--- DATA TO PROCESS Enclosed Below ---

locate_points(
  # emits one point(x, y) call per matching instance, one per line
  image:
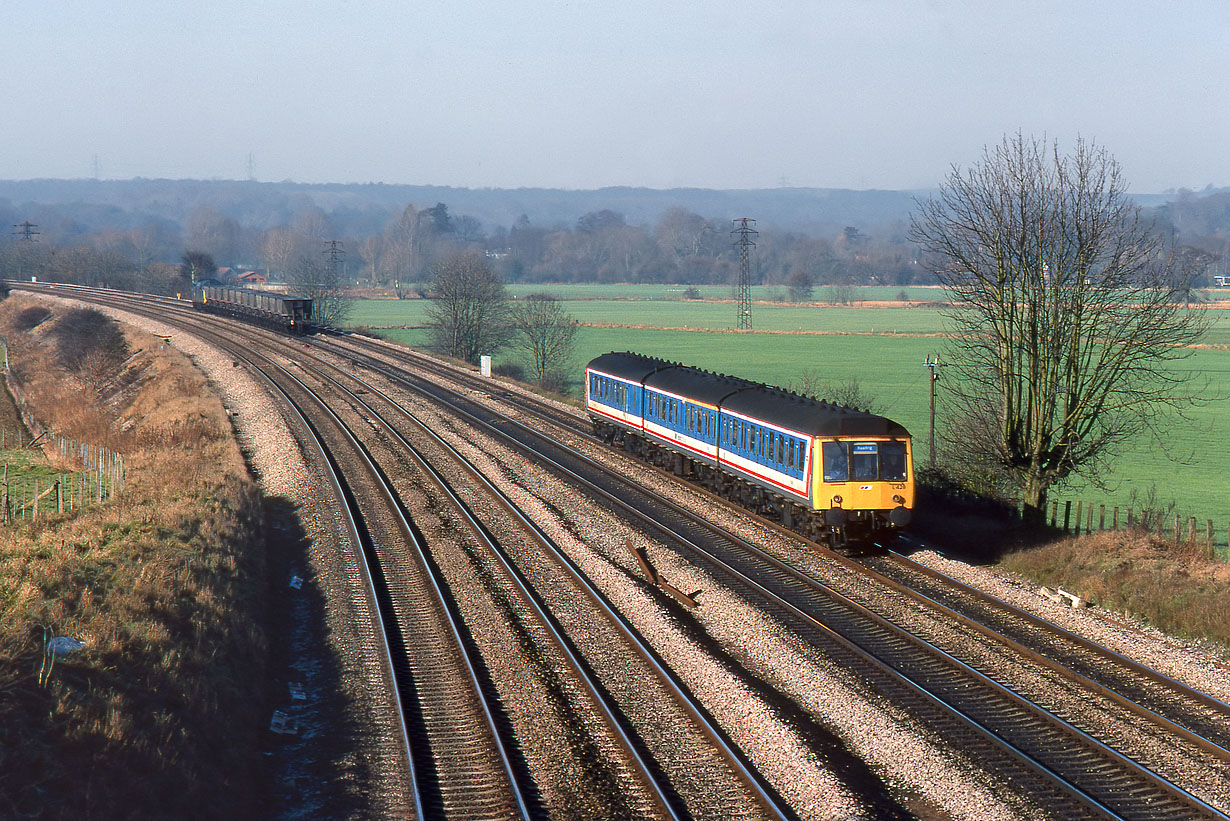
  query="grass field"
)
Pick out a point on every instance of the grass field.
point(883, 347)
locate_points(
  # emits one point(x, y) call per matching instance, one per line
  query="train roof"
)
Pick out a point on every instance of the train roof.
point(747, 398)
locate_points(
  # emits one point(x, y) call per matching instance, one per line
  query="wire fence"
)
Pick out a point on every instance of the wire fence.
point(25, 496)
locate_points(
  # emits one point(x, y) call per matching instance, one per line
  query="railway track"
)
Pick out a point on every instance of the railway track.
point(1087, 771)
point(1081, 773)
point(458, 757)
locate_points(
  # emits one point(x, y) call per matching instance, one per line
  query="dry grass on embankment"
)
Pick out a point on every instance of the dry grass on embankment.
point(159, 715)
point(1176, 588)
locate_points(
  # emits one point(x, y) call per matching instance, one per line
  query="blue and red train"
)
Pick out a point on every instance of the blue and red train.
point(834, 473)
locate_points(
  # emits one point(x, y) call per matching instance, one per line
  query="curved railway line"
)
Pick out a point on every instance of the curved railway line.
point(461, 753)
point(973, 670)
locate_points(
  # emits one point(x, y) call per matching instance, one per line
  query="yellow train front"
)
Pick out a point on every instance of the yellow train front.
point(834, 473)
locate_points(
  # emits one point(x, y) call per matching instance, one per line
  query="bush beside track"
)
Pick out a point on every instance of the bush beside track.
point(160, 714)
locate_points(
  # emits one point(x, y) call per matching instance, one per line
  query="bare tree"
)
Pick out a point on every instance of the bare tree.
point(469, 312)
point(545, 332)
point(196, 266)
point(1069, 313)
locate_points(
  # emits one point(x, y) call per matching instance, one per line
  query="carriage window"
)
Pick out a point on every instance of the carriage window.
point(892, 460)
point(865, 460)
point(837, 462)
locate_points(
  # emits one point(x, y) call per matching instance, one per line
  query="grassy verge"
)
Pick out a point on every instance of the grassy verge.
point(1175, 588)
point(159, 714)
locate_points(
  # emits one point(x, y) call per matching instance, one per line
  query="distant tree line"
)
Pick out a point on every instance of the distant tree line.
point(102, 245)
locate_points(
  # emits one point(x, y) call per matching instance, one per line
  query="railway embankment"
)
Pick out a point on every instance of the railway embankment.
point(130, 632)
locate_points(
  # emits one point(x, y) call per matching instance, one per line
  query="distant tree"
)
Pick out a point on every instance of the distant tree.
point(800, 284)
point(469, 313)
point(848, 393)
point(598, 220)
point(313, 277)
point(545, 332)
point(215, 233)
point(1069, 312)
point(469, 229)
point(196, 266)
point(440, 220)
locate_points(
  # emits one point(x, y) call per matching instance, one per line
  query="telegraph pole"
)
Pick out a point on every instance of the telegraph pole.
point(335, 252)
point(932, 363)
point(745, 243)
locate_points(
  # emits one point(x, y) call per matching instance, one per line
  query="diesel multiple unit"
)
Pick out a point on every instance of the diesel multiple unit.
point(290, 314)
point(830, 472)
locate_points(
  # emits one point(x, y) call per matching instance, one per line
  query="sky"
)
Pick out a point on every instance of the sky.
point(714, 94)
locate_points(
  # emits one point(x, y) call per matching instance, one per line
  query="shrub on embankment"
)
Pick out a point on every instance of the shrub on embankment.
point(1174, 587)
point(159, 714)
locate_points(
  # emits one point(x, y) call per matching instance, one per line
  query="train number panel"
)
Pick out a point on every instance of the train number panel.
point(834, 473)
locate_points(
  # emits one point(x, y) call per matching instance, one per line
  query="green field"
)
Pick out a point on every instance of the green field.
point(881, 347)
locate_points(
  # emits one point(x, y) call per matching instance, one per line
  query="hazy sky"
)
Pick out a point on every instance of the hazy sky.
point(859, 94)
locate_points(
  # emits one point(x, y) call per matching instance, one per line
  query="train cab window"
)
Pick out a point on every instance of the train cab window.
point(892, 460)
point(865, 460)
point(837, 462)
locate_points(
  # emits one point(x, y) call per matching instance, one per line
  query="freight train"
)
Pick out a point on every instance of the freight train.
point(837, 474)
point(289, 314)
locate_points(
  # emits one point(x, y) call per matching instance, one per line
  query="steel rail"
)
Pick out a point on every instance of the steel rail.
point(408, 534)
point(1071, 789)
point(530, 597)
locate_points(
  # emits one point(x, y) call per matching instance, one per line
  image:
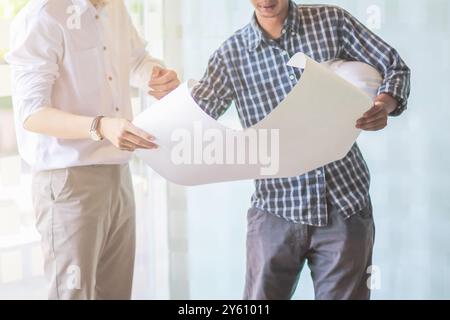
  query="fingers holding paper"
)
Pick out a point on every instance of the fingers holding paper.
point(377, 117)
point(125, 136)
point(163, 82)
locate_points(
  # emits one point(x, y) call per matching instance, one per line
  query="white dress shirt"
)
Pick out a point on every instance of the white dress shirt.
point(67, 55)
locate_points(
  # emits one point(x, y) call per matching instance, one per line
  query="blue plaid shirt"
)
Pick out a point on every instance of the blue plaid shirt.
point(251, 70)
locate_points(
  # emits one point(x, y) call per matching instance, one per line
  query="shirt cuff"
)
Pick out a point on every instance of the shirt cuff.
point(396, 92)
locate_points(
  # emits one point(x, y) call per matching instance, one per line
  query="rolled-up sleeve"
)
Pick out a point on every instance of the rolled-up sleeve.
point(361, 44)
point(141, 63)
point(36, 50)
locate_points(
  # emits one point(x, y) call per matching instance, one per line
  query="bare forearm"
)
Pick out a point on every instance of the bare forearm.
point(59, 124)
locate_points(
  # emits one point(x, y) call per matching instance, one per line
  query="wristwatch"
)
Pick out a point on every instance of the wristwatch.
point(95, 129)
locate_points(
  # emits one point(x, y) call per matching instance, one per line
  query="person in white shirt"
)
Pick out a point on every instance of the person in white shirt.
point(72, 63)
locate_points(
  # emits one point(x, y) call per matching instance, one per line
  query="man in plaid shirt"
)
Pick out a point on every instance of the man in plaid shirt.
point(323, 217)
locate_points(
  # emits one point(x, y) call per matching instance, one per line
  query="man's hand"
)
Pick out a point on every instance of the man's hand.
point(125, 136)
point(377, 117)
point(163, 81)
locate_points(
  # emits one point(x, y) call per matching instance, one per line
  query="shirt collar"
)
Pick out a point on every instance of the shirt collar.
point(256, 34)
point(84, 5)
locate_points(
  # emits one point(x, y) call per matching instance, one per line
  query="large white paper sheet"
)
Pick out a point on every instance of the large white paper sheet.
point(312, 127)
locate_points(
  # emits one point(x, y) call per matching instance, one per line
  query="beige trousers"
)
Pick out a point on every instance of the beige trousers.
point(86, 217)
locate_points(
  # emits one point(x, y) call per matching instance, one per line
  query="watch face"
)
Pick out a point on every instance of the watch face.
point(95, 136)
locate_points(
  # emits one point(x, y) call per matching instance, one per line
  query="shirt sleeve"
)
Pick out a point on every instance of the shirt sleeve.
point(213, 93)
point(360, 44)
point(141, 64)
point(36, 50)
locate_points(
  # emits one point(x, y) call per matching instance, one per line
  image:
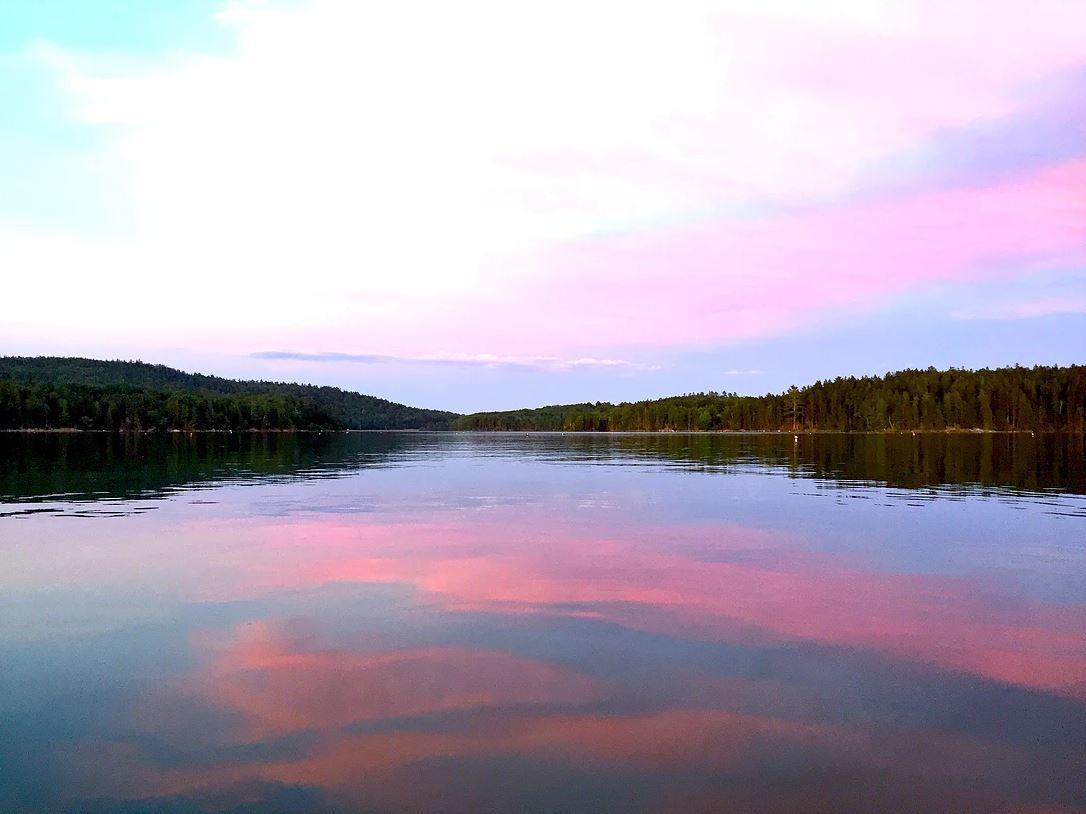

--- End of Enclosed DATA TO PROCESS ---

## [ACTIVITY]
Drop the images; copy every entry above exactly.

## [REPLY]
locate_points(
  # emits one point(x, y) call per matching instance, one per line
  image:
  query="grass field"
)
Pick out a point on every instance of the grass field.
point(883, 347)
locate_points(
  # emits one point(x, y) call per matching instance, one per line
  query="train roof"
)
Pick out a point on every instance of the train roof.
point(747, 398)
locate_points(
  # emits one point(x, y) call per matching instance, one per line
  query="wire fence"
)
Pick out a point on every instance of the wire fence.
point(25, 496)
locate_points(
  # emits one point(x, y) call per matching instance, one per line
  query="railway track"
)
Pick out a point on every instance of the railway track.
point(1087, 771)
point(1081, 773)
point(458, 757)
locate_points(
  # emits one point(x, y) call per matching instance, one per line
  query="dry grass on embankment"
)
Pick out a point on every instance of the dry grass on embankment.
point(159, 715)
point(1176, 588)
locate_points(
  # emits one point(x, y) call per matching instance, one per line
  query="blue and red train"
)
Pick out a point on every instance of the blue and red train.
point(834, 473)
locate_points(
  # emits one point(x, y) call per matching instance, one per line
  query="curved railway line"
)
Pick out a point on every instance of the curved railway line.
point(461, 753)
point(973, 670)
locate_points(
  # emits one point(x, y) call per matching instance, one per line
  query="yellow train front"
)
Pick out a point on every instance of the yellow train front.
point(834, 473)
locate_points(
  # emits one point(x, y) call per matching instance, one per line
  query="bush beside track"
)
Pick out a point on every instance of the bush beside track.
point(160, 714)
locate_points(
  # emits one point(x, y) call per matching instance, one per line
  query="bare tree"
)
Pick out a point on every instance of the bare tree.
point(469, 312)
point(545, 332)
point(196, 266)
point(1069, 313)
locate_points(
  # emits one point(x, y) call per matching instance, one per line
  query="carriage window"
)
Pick out a point on every instance of the carriage window.
point(892, 460)
point(865, 460)
point(837, 462)
locate_points(
  # emits one point(x, y) call per matching instance, one per line
  query="grassy verge"
)
Pick out a point on every instance of the grassy verge.
point(1175, 588)
point(159, 714)
locate_points(
  # emits one point(x, y) call per matching instance, one per line
  query="distant tree line"
)
Pick out a point on every instance of the distant tree line.
point(102, 245)
locate_points(
  # emits one point(x, y) call per matching instance, one per line
  query="railway embankment"
)
Pick out a point on every instance of the railway embankment.
point(130, 632)
locate_points(
  # emits one point(x, y) call per matching instance, one per line
  query="distant tree"
)
Pick out a point on every instance of the distant tree.
point(800, 284)
point(469, 313)
point(848, 393)
point(598, 220)
point(313, 277)
point(545, 332)
point(215, 233)
point(1069, 312)
point(469, 229)
point(196, 266)
point(440, 220)
locate_points(
  # emits one point(x, y) call per matching instance, one per line
  query="telegraph pole"
)
Pick out a point on every instance of the telegraph pole.
point(335, 252)
point(932, 363)
point(745, 243)
locate_points(
  # emits one point(x, y) call per matching instance, one per line
  query="diesel multiple unit"
)
Pick out a point on every instance of the diesel multiple unit.
point(290, 314)
point(830, 472)
locate_points(
  # emits one point(x, y) call per matching instance, one per line
  query="sky"
)
Pick out a point on every instance of the sky.
point(714, 94)
locate_points(
  # emits one point(x, y) call per matching instance, one per line
  query="shrub on embankment"
)
Pick out a point on every instance of the shrub on embankment.
point(1174, 587)
point(159, 714)
locate_points(
  # emits one point(x, y) call per matching instance, one per line
  query="train number panel"
)
Pick out a point on every instance of the train number panel.
point(834, 473)
locate_points(
  # emits one point(x, y) call per matching instance, one per line
  query="green field"
)
Pick out a point on every instance of the green field.
point(881, 347)
locate_points(
  # emits one point(x, y) call per matching instance, one per line
  query="hazy sky"
)
Pick out a point on every instance of the hazy sky.
point(859, 94)
locate_points(
  # emits one point(x, y) call per matching instance, one per line
  query="train cab window"
)
Pick out a point on every instance of the train cab window.
point(892, 460)
point(865, 460)
point(837, 462)
locate_points(
  # emits one point(x, y) call per matching instance, one per line
  query="freight train"
)
Pick out a point on every instance of the freight train.
point(837, 474)
point(289, 314)
locate_points(
  # emits one point(x, y) call per matching instance, one per line
  query="steel rail"
)
Pick out a point on every instance of the steel rail.
point(408, 534)
point(1071, 789)
point(530, 597)
locate_points(
  # emits one point(x, y) call per matching instance, one per line
  image:
  query="fingers holding paper"
)
Pick out a point on every instance of the fingers holding paper.
point(377, 117)
point(125, 136)
point(163, 82)
locate_points(
  # emits one point(x, y) call per matching instance, one per line
  query="white dress shirt"
)
Pick out a point on every instance of the white dress shirt.
point(67, 55)
locate_points(
  # emits one point(x, y) call per matching instance, one per line
  query="blue plaid shirt"
)
Pick out a point on every instance of the blue plaid shirt.
point(251, 70)
locate_points(
  # emits one point(x, y) call per matching instance, one per line
  query="shirt cuff"
)
Pick out a point on every instance of the shirt cuff.
point(396, 92)
locate_points(
  # emits one point(x, y) call per matching instance, one per line
  query="rolled-up sleeve"
)
Pick out a point on every instance of the rolled-up sleeve.
point(361, 44)
point(141, 63)
point(36, 50)
locate_points(
  # emits one point(x, y) call per matching instance, one per line
  query="bare forearm"
)
Pick out a point on every instance of the bare forearm.
point(59, 124)
locate_points(
  # emits one point(x, y) call per matching instance, one per line
  query="wristwatch"
)
Pick out a point on every instance of the wristwatch.
point(95, 129)
locate_points(
  # emits one point(x, y) call per matching instance, one per line
  query="person in white shirt"
)
Pick out a point on every instance of the person in white shirt.
point(72, 63)
locate_points(
  # emits one point(x, y) call per matching instance, one per line
  query="man in plaid shirt"
)
Pick out a point on every instance of the man in plaid shirt.
point(323, 217)
locate_points(
  # emits one point(x, y) call per matching instance, one per line
  query="man's hand"
)
Pick out a point on every instance of the man's hand.
point(125, 136)
point(377, 117)
point(163, 81)
locate_points(
  # emits one point(x, y) call per matching instance, one per line
  query="shirt collar"
)
Pick out a point on every instance of the shirt collar.
point(256, 34)
point(84, 5)
locate_points(
  # emits one point(x, y) call per matching instance, one per line
  query="large white paper sheet"
)
Pick out a point on every instance of the large white paper sheet.
point(312, 127)
locate_points(
  # emits one point(x, y) call per matching instance, one per line
  query="beige trousers"
)
Pick out a point on every instance of the beige trousers.
point(86, 217)
locate_points(
  # emits one point(x, y) call per matching instance, one per line
  query="watch face"
)
Pick out a point on every instance of the watch face.
point(95, 136)
locate_points(
  # emits one point(x, y) call per matching instance, one per line
  query="shirt sleeve"
)
Pick out a point on every instance of the shirt sleeve.
point(213, 93)
point(360, 44)
point(141, 64)
point(36, 50)
locate_points(
  # emits one point(x, y) call per matching instance, one per line
  image:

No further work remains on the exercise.